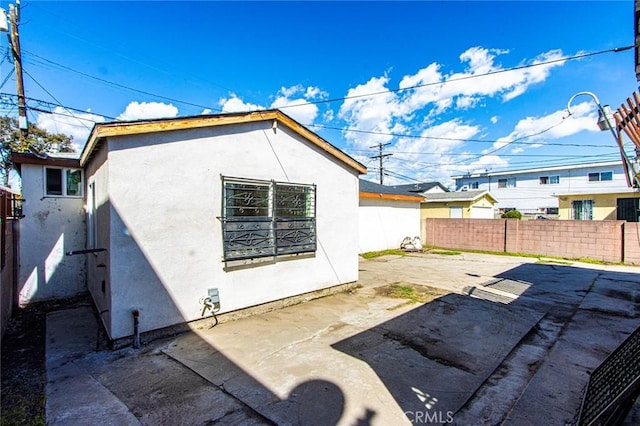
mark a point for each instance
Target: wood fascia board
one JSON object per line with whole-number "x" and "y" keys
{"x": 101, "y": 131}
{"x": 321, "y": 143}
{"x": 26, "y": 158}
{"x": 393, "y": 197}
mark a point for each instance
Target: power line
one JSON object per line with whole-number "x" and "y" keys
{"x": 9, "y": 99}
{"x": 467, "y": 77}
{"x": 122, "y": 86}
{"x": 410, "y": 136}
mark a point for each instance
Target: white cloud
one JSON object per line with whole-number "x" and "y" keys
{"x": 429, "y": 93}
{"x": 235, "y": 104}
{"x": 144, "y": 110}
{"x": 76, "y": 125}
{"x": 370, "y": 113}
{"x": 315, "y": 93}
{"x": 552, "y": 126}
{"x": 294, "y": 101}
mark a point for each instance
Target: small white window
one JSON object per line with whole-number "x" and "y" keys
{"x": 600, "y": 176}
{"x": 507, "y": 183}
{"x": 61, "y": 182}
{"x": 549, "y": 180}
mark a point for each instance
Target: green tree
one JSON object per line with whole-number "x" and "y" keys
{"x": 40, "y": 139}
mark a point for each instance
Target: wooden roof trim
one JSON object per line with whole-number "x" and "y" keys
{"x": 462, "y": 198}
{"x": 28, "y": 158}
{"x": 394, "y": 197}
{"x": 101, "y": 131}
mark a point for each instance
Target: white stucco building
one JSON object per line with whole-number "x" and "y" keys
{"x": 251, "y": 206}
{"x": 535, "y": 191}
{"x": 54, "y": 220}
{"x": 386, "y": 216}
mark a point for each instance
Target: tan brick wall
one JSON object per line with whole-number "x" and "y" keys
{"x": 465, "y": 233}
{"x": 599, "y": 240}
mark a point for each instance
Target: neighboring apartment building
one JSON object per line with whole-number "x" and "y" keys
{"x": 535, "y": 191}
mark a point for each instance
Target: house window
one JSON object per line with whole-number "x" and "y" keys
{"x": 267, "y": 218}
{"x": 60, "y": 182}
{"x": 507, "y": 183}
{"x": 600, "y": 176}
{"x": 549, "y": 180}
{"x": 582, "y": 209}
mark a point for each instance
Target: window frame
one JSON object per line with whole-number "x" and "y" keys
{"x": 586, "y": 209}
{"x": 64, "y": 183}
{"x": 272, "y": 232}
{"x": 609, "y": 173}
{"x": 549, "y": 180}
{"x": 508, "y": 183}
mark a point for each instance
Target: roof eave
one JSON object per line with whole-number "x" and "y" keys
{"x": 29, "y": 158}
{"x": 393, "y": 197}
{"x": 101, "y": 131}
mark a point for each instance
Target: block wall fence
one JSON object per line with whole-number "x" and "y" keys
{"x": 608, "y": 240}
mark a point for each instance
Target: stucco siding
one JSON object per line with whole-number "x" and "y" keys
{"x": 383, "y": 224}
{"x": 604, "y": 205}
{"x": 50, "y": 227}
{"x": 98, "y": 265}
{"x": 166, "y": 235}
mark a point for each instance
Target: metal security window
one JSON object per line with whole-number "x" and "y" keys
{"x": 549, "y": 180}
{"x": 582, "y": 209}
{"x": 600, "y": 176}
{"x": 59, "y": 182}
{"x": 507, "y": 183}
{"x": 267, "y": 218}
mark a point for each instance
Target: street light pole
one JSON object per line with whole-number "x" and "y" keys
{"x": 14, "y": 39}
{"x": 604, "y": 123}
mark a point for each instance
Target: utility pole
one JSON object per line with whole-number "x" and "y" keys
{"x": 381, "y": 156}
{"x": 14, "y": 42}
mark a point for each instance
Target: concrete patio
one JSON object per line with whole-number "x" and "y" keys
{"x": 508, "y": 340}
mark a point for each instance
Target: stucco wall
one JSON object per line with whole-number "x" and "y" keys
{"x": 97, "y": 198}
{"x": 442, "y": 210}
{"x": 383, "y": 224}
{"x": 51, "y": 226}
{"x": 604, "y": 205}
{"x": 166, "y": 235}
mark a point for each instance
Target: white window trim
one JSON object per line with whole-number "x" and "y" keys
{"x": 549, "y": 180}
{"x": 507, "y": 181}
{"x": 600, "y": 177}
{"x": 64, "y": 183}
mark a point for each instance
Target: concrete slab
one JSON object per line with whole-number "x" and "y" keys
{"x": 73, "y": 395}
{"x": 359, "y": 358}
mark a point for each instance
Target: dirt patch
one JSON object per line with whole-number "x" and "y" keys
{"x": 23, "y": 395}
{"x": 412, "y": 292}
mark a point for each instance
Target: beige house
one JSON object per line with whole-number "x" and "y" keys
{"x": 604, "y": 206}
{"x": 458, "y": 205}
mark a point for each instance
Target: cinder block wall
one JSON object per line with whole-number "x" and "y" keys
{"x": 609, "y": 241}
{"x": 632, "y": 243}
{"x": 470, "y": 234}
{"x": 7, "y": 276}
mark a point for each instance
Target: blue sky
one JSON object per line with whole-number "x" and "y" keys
* * *
> _WORK REQUIRED_
Omit the pictures. Output every record above word for word.

> _SOLUTION TO THIS TASK_
mark a point for each instance
Target: wood fascia board
one JSON object per line with whole-number "x" and "y" keys
{"x": 101, "y": 131}
{"x": 321, "y": 143}
{"x": 26, "y": 158}
{"x": 393, "y": 197}
mark a point for each instance
Target: power line
one JSON object per line with whole-number "x" and "y" keys
{"x": 9, "y": 99}
{"x": 467, "y": 77}
{"x": 122, "y": 86}
{"x": 410, "y": 136}
mark a point for each instance
Target: white cloud
one JSON object per line with whole-number "x" and "y" keys
{"x": 429, "y": 93}
{"x": 235, "y": 104}
{"x": 144, "y": 110}
{"x": 76, "y": 125}
{"x": 370, "y": 113}
{"x": 315, "y": 93}
{"x": 552, "y": 126}
{"x": 294, "y": 101}
mark a point for each instance
Target: small white window
one JSON object per line with whole-number "x" and "y" keys
{"x": 600, "y": 176}
{"x": 507, "y": 183}
{"x": 61, "y": 182}
{"x": 549, "y": 180}
mark a point for each instance
Target: green tree
one JSON object per line with whole-number "x" and "y" keys
{"x": 40, "y": 139}
mark a point for each instance
Target: wooden roof trim
one JSON object per line with whole-number "x" and "y" keys
{"x": 462, "y": 198}
{"x": 28, "y": 158}
{"x": 394, "y": 197}
{"x": 101, "y": 131}
mark a point for each instance
Target: white stucco building
one JSON object per line with whole-number "x" and "y" keys
{"x": 251, "y": 206}
{"x": 535, "y": 191}
{"x": 54, "y": 220}
{"x": 386, "y": 216}
mark a point for each instance
Target: tan brick wall
one JSON object per line with whole-number "x" and "y" keys
{"x": 465, "y": 233}
{"x": 599, "y": 240}
mark a point for each instance
Target: neighboring apartment building
one JSON object per line with whole-number "x" and "y" keys
{"x": 535, "y": 191}
mark a point for each instance
Target: house window
one JSON object per line with whole-number "x" and "y" keys
{"x": 267, "y": 218}
{"x": 60, "y": 182}
{"x": 507, "y": 183}
{"x": 600, "y": 176}
{"x": 549, "y": 180}
{"x": 582, "y": 209}
mark a point for each instance
Target: window frame
one JSON object per line with whole-number "x" and "y" keys
{"x": 586, "y": 209}
{"x": 64, "y": 183}
{"x": 272, "y": 232}
{"x": 609, "y": 173}
{"x": 549, "y": 180}
{"x": 508, "y": 183}
mark a point for each instance
Target: roof eave
one JSON object per line with whole-number "x" and "y" keys
{"x": 29, "y": 158}
{"x": 393, "y": 197}
{"x": 101, "y": 131}
mark a point for each instance
Target: block wall fence
one JSON object per line with whole-number "x" and "y" keys
{"x": 608, "y": 240}
mark a point for each instance
Target: stucco siding
one JSON object per line with whole-number "x" and "y" keys
{"x": 383, "y": 224}
{"x": 604, "y": 205}
{"x": 50, "y": 227}
{"x": 98, "y": 265}
{"x": 166, "y": 235}
mark a point for each instance
Target: metal security window
one JSON object per line with whole-number "x" and "y" keys
{"x": 549, "y": 180}
{"x": 582, "y": 209}
{"x": 600, "y": 176}
{"x": 59, "y": 182}
{"x": 507, "y": 183}
{"x": 267, "y": 218}
mark a point for each instance
Target: street light pole
one JSON object per line with whole-number "x" and "y" keys
{"x": 14, "y": 39}
{"x": 604, "y": 123}
mark a point for each instance
Target: utility pole
one JSON object per line with whole-number "x" and "y" keys
{"x": 381, "y": 156}
{"x": 14, "y": 42}
mark a point for each instance
Target: concrete patio
one JSON object per line with whole-number "x" and "y" keys
{"x": 508, "y": 340}
mark a point for each instance
Target: stucco wall
one JSON object per line with whole-number "x" and "y" keys
{"x": 97, "y": 198}
{"x": 442, "y": 210}
{"x": 383, "y": 224}
{"x": 51, "y": 226}
{"x": 604, "y": 205}
{"x": 166, "y": 235}
mark a point for each instance
Target: white window trim
one JSON object per line with whole-number "x" and "y" keys
{"x": 549, "y": 180}
{"x": 507, "y": 181}
{"x": 600, "y": 177}
{"x": 64, "y": 183}
mark a point for each instance
Target: concrete slab
one JSON object per line with whole-number "x" and "y" keys
{"x": 73, "y": 395}
{"x": 359, "y": 358}
mark a point for each instance
Target: dirt patch
one JSON object per line with whole-number "x" and "y" keys
{"x": 23, "y": 395}
{"x": 412, "y": 292}
mark a point for each instance
Target: beige house
one JSON object per line with whole-number "x" and "y" keys
{"x": 604, "y": 206}
{"x": 458, "y": 205}
mark a point for each instance
Target: cinder block wall
one JSON object per line with whole-number "x" and "y" keys
{"x": 609, "y": 241}
{"x": 632, "y": 243}
{"x": 470, "y": 234}
{"x": 7, "y": 276}
mark a point for each instance
Target: blue sky
one JSON object per line with whole-number "x" and "y" keys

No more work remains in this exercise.